Exercises:
a - Answer these questions about the hospital ransomware article:
(i) On what date did the RMS Titanic sink?
(ii) What share of the people on board could the Titanic's lifeboats save?
(iii) Which ransomware was behind the attacks on hospitals in Ireland?
b - Please write the next part of the hospital ransomware article, picking up after its last sentence.

Supplied passage:

__________________________________________________

Managing your hospital’s IT and cyber security infrastructure isn’t an easy job, but it’s unique and presents different challenges every day. As you settle into your office one morning, you review critical issues and a few staff members mention the network is slow – much slower than normal. After some investigating, you realize there is an EMR outage, and your worst nightmare has come true. You’ve been hit.
… with a ransomware attack.
As reality sets in, you need to make decisions fast – what are you going to do? Your options are limited, and in the immediate term you take the bold step of shutting down the hospital’s entire network to contain the malware and mitigate any further damage.
For most businesses, a network shut down is a financial disaster, but for a hospital, it’s not only that. It means both preventative and critical care cannot be delivered to those that need them. For most businesses, a network shut down is a nuisance, but for a hospital, it means critical care can’t be delivered to those that need it.
Unfortunately, shutting down the network, fully restoring it, or paying the ransomware, is how many hospitals have to respond to a ransomware attack. In lieu of having a real plan that includes methods to identify, remediate, and mitigate the threat, many hospitals resort to what the bad actors force them to do.
From an incident response perspective – that should give you a sinking feeling. There must be a better way…right?
1. Take a Lesson from Crisis Management - “But This Ship Can’t Sink!”
On April 15, 1912, the sinking of the RMS Titanic occurred, resulting in significant human casualties with over 1,500 lives lost.
Having never planned for such a disaster, the captain and crew had no established process to deal with the aftermath. The ship was equipped with only enough lifeboats to save half of the people on board, even though it could carry enough to save everyone. As a result, decisions had to be made on the fly, and the lack of lifeboats, inequity in passenger treatment, and the tragic loss of life was met with shock and outrage.
In nearly every crisis, time is of the essence – you must react quickly to contain the potential damage, or risk longer lasting effects. The pressure of mitigating and resolving the threat leads to situations where people are hesitant to admit mistakes and accept blame, prolonging ultimate resolution of the problem.
A recent wave of cyber-attacks against hospitals demonstrates that they are ill prepared to deal with the aftermath of a breach. The Conti ransomware attacks in Ireland resulted in complete shutdown of all hospital IT systems and networks to contain the spread with staff relying on manual processes to continue operations over six weeks after that breach. Estimates are now in the “tens of millions” to repair the damage1.

__________________________________________________

Excerpted records:
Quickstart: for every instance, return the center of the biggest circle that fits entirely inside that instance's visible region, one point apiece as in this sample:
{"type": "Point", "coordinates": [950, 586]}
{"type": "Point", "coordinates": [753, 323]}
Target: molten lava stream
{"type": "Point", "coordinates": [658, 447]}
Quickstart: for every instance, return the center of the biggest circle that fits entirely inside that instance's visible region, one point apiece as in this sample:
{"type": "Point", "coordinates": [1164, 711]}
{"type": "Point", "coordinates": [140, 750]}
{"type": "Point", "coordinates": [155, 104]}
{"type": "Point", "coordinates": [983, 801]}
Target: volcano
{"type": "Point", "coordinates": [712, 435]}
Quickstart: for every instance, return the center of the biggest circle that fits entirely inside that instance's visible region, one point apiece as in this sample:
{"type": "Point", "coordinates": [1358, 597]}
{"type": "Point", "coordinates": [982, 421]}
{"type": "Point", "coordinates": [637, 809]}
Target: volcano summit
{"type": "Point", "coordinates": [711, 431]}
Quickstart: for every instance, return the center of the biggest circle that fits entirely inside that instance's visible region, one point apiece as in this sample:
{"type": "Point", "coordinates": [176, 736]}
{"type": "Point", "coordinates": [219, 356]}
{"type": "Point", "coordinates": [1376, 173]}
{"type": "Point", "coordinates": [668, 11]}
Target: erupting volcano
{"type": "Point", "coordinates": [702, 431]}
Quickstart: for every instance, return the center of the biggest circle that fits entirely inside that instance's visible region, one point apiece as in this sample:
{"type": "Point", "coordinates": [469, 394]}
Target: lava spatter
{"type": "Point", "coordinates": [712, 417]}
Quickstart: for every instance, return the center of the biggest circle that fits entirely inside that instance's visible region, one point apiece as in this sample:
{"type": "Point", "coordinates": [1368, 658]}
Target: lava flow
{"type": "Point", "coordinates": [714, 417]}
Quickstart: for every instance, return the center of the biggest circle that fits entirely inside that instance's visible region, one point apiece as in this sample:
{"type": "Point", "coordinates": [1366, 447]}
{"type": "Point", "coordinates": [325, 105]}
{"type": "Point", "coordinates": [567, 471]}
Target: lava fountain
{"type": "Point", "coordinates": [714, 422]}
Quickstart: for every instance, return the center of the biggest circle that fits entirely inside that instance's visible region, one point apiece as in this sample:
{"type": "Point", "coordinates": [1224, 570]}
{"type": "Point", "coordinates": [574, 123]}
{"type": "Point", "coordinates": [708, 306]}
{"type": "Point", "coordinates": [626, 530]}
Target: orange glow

__________________________________________________

Per-task outputs:
a -
(i) April 15, 1912
(ii) Half of the people on board
(iii) Conti

b -
2. Remediation Should not be a Deep Ocean - Decide Which Path to Take
In the 24x7x365 environment hospitals function in, network shutdown is more than just revenue shutdown. Access to critical patient data and life-saving equipment could be impacted, affecting the care and treatment of patients.
In an extended stoppage, hospitals are at risk for reputational damage, fines for non-compliance, and patient lawsuits.
Remediation is equally difficult – do you pay the ransom or attempt to restore IT services?
Paying the ransom is no guarantee of recovery. One study demonstrated that 80% of surveyed hospitals that paid a ransom experienced another attack, with nearly half of them believing the follow-on attack was committed by the original perpetrator2.
Restoring IT services likely involves replacing some (or all) of the following, and doing it in days:
- Web, email, proxy, and database servers
- Your employees’ laptops and PCs
- The applications you use
That’s a highly costly option – both in terms of money and time.
It’s been said that a failure to plan is a plan to fail – history shows this to be true. Consider what’s holding you back and weigh that against what could hold you at ransom.
3. Tell Leonardo and Kate to Act Now. Don’t Put This Off.
The National Institute of Standards and Technology (NIST) has created a four-step methodology for incident response framework for hospitals to follow.
In other words – this is how you make your incident response plan NOT sink your ship.
Step 1 is preparation
Being prepared ahead of time allows for a quick response to an incident. Preparing involves having an inventory of all your assets, managed or unmanaged. This includes connected medical and IoT devices.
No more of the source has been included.